**SOURCE PASSAGE:**
No Chinese spread is complete without a glistening, sizzling mound of stir-fried pea greens. And no one does it better than Ichiban, where the greens are always bright and seem to have spent just seconds in transit from hot wok to table. Oil is used liberally, but the greens are never oily. Just crunchy and perfect. ($13)

Paul’s Pel’meni makes one thing and makes it very well: the tiny Russian dumplings called pelmeni. But really, there are two things: potato-filled pelmeni and meat-filled pelmeni. Or you might say Paul’s makes three things, because the transcendent spicy cilantro and curry sauce, non-traditional and invented by an Alaskan fisherman who was friends with the restaurant’s founder, is what puts these simple orbs over the top. ($5.50 small/$7.50 large)

The Coopers Burger at The Coopers Tavern starts with the excellent base of Fox Heritage Farms beef, grilled so the exterior has crunch but the interior is still juicy. All the flavors play off each other: the aged cheddar, the tart pickles, the rich bacon, a touch of bitter from the greens. Of course you should upgrade to the perfect Belgian frites for your side. ($13)

The complexities of a sumptuous ramen boils down to the broth. The miso ramen at Strings Ramen melds miso with both chicken and turkey bone stock. The spicy crab miso ramen entree builds on that base with ground pork and crab. The glossy sheen atop the dish comes from black mayu (garlic) oil and butter. Slurping the broth and al dente noodles is required. ($16)

If UW-Madison brain scientist Richard Davidson wants to study how food takes you to your happy place, he should follow the devotees of Himal Chuli, Madison’s longtime Nepali restaurant. There are always two daily tarkari — a vegetable curry stew — served on a fluffy bed of jasmine rice. Ingredients vary, but invariably there is the cauli, with bright yellow cauliflower stewed in turmeric, coriander, cumin, fresh garlic and ginger. ($9)

Smoky’s Club takes its steak game seriously. Searing takes place on a cast iron grill and steaks are served on a sizzling platter that reaches 500 degrees Fahrenheit “to lock in all of the flavor and juices.” The 8-ounce filet mignon needs no special seasonings or sauces; it stands alone on the platter, all elegance. Order medium rare and it will melt in your mouth. ($44)

**LISTED RECORDS:**

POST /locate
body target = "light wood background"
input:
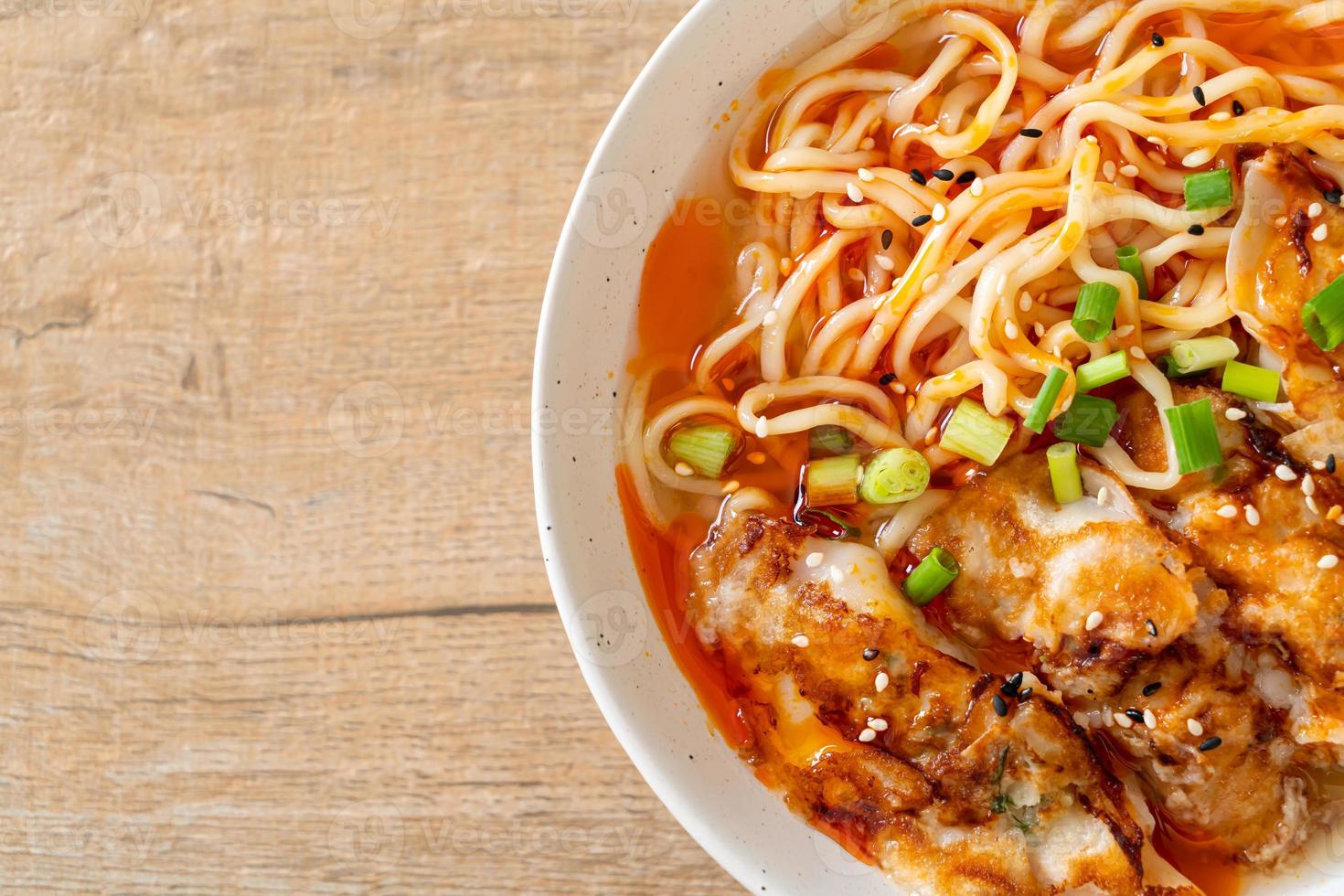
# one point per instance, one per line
(272, 607)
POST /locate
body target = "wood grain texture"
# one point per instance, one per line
(273, 612)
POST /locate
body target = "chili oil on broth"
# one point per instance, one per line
(689, 292)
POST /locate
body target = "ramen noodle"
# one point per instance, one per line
(986, 480)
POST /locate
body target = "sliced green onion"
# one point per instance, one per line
(1064, 477)
(834, 480)
(1195, 435)
(1103, 371)
(824, 441)
(1044, 403)
(1126, 257)
(706, 448)
(1192, 355)
(894, 475)
(1250, 382)
(976, 434)
(1209, 189)
(1168, 366)
(1324, 316)
(1095, 311)
(1087, 421)
(928, 579)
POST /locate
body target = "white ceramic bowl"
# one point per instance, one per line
(661, 145)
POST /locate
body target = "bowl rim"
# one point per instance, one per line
(560, 575)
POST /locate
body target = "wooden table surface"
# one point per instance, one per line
(273, 610)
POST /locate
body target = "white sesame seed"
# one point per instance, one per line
(1198, 157)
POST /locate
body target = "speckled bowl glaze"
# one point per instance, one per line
(660, 145)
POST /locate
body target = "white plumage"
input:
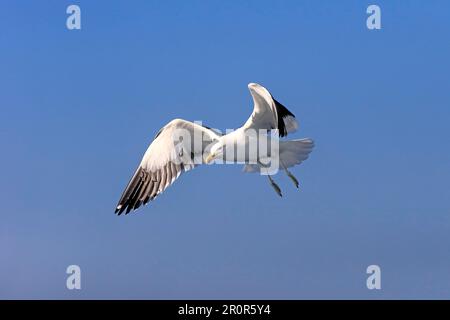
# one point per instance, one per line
(175, 150)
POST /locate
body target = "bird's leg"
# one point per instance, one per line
(272, 183)
(291, 176)
(275, 186)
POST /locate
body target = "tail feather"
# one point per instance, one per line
(292, 153)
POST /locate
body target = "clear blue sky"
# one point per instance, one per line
(79, 108)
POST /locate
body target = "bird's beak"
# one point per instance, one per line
(210, 158)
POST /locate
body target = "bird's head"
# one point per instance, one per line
(215, 152)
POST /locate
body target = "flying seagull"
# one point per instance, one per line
(173, 152)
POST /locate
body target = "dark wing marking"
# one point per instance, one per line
(144, 186)
(282, 113)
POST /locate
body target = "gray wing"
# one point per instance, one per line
(171, 153)
(268, 113)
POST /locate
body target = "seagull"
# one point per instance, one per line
(173, 151)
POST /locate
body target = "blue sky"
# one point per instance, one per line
(79, 108)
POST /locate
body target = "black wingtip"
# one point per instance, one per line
(282, 112)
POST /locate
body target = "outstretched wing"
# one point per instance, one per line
(178, 147)
(268, 113)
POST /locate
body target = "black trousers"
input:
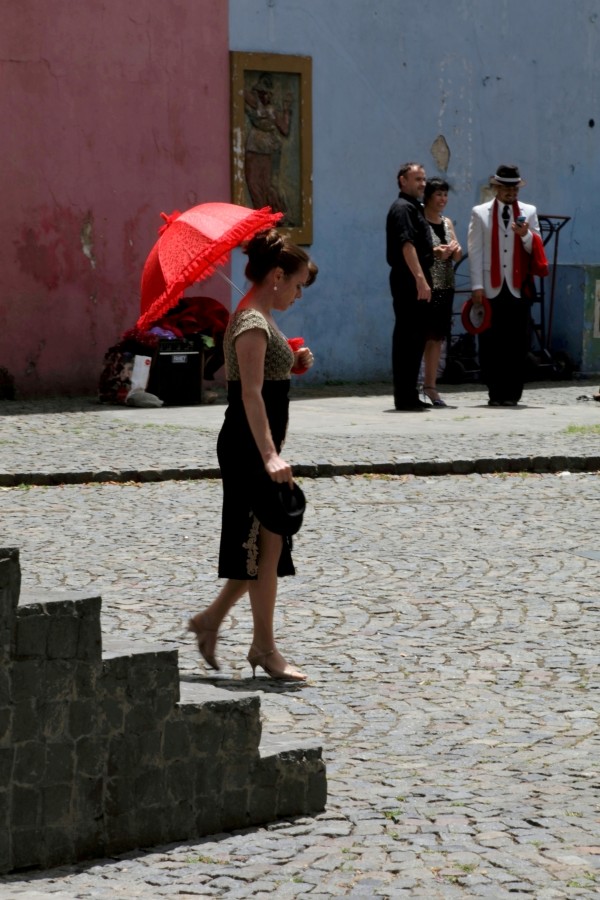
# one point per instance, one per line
(503, 347)
(408, 341)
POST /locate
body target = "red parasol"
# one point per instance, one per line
(190, 247)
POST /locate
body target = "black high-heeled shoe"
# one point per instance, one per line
(258, 658)
(206, 641)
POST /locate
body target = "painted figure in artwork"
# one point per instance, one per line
(269, 124)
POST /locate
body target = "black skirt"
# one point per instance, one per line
(439, 314)
(240, 461)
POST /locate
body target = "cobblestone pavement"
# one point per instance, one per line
(450, 627)
(332, 431)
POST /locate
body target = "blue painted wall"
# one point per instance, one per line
(501, 80)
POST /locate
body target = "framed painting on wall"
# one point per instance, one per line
(271, 121)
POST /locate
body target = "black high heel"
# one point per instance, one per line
(206, 643)
(257, 658)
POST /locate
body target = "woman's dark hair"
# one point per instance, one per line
(269, 250)
(434, 184)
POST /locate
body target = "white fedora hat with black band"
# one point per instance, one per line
(507, 175)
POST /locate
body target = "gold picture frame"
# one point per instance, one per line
(271, 125)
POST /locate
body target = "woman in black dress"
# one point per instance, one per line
(258, 362)
(446, 252)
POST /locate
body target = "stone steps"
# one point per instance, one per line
(103, 749)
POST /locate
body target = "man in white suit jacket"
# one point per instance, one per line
(500, 242)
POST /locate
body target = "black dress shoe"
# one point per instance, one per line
(414, 406)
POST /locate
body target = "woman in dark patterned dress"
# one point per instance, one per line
(258, 362)
(446, 251)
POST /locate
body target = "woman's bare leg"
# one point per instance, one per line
(431, 360)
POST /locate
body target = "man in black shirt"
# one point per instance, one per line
(410, 255)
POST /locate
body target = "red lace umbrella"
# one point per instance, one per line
(190, 247)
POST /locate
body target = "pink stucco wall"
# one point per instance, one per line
(113, 110)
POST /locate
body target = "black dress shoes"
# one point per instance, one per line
(413, 406)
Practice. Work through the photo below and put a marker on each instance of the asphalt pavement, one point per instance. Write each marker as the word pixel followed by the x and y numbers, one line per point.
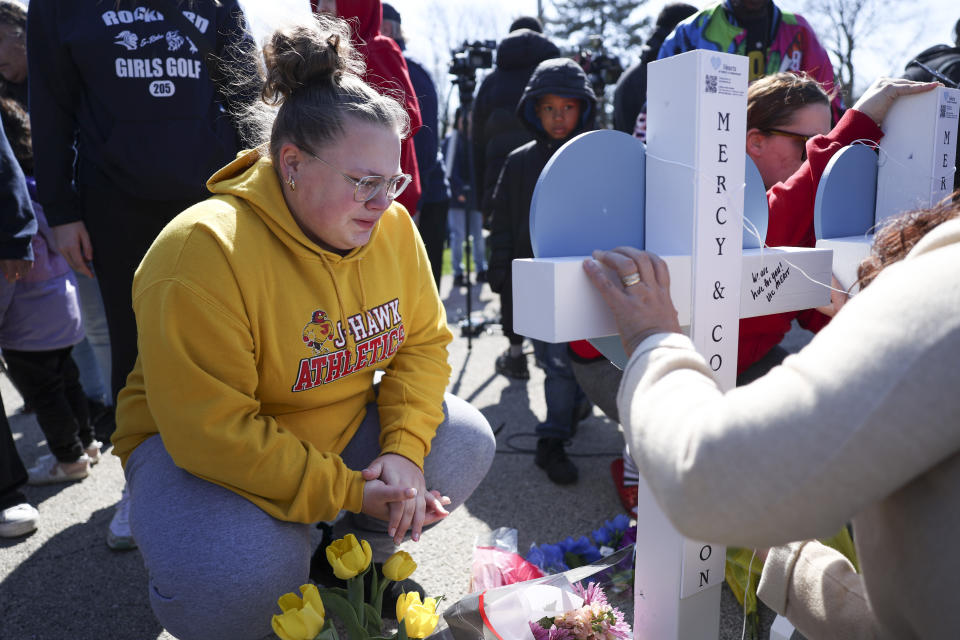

**DESCRIPTION OF THE TASK:**
List every restaurant named in the dish write-ups above.

**WRITTEN REPLY:**
Ichiban
Paul’s Pel’meni
The Coopers Tavern
Strings Ramen
Himal Chuli
Smoky’s Club